目前我深感困惑的是,在中國實踐華德福教育,開設的課程需要同時兼顧中西文化,比如按照華德福的課程,我們有優律司美、濕水彩、手工,按照中國文化的傳承,我們有武術、書法,另外,我覺得園藝很重要,我們每周有一節。此外還有音樂課、英語課,還有不定期的泥塑、散步、食育。每門課都能說出一大堆的重要性。
撰文:2015年5月6日 博客:網址
學校從5月1日至17日放春假,我也回到了父母的家裡。
這三周是數學版塊。4月下旬,由於學校部分老師去日本參加亞洲華德福教育大會,每周的課程有些變動。
戶外活動
每周三下午我們帶孩子們外出,有一次去了蓮塘村。一年級時,我們常去那片農田玩耍,秋天能看到農民收穫稻穀、紅薯等,春天能看到插秧和青青的水田。學校附近的農田,主要種植經濟作物,比如草莓,根本看不到稻穀的種植。我們快有一年沒有去蓮塘了,那片農田可有變化?
當我們再次來到蓮塘村,孩子們迫不及待地要分組活動,我讓5位女孩一組,她們自己決定去哪,其他男孩分為3組,每組一個大人。孩子們跑來跑去,最後4組孩子又匯合在一處。男孩們脫了鞋,在水溝里玩水。我感覺他們超乎尋常的高興,也許好久沒有集體外出?也許是舊地重遊,喚起一種久違的親切感?也許是滿眼秧苗青青,賞心悅目?
蓮塘村離學校開車大約15分鐘的路程。平時家長也可以帶孩子來玩,可是家長說,周末幾個孩子相約,不如班級外出好玩。多一些的孩子,更能玩起來。
第二次周三下午外出,選擇去爬山。以往爬山,走一會休息一會,邊玩邊走,孩子們比較悠閑。這次我在前面帶路,想讓孩子多些運動量。每當看到後面的人離得太遠,我就停下休息,等最後一位老師出現了,繼續出發。這天下午比較悶熱,孩子們滿頭是汗,背後的衣服都濕了,水杯里的水很快就喝完了,我帶的水也很快就分完。有孩子說太累了,但沒有一個孩子停下來不走,即便是女孩子也毫不示弱。

定位與標註記錄
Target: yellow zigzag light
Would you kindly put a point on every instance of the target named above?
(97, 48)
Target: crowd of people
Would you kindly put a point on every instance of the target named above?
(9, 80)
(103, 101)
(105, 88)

• 任務說明
1. 請將原文中介於「蓮塘村離學校開車大約15分鐘」與「走,即便是女孩子也毫不示弱。」之間的部分（含首尾）重寫一遍，並將其中的「爬山」替換為「登山」。
2. 請將記錄中自含有「Target: crowd of people」的那一行起，至記錄末尾止的各行（含首尾）逐字照錄。
上述記錄與原文並無關聯。

• 參考答案
1.
蓮塘村離學校開車大約15分鐘的路程。平時家長也可以帶孩子來玩,可是家長說,周末幾個孩子相約,不如班級外出好玩。多一些的孩子,更能玩起來。
第二次周三下午外出,選擇去登山。以往登山,走一會休息一會,邊玩邊走,孩子們比較悠閑。這次我在前面帶路,想讓孩子多些運動量。每當看到後面的人離得太遠,我就停下休息,等最後一位老師出現了,繼續出發。這天下午比較悶熱,孩子們滿頭是汗,背後的衣服都濕了,水杯里的水很快就喝完了,我帶的水也很快就分完。有孩子說太累了,但沒有一個孩子停下來不走,即便是女孩子也毫不示弱。

2.
Target: crowd of people
Would you kindly put a point on every instance of the target named above?
(9, 80)
(103, 101)
(105, 88)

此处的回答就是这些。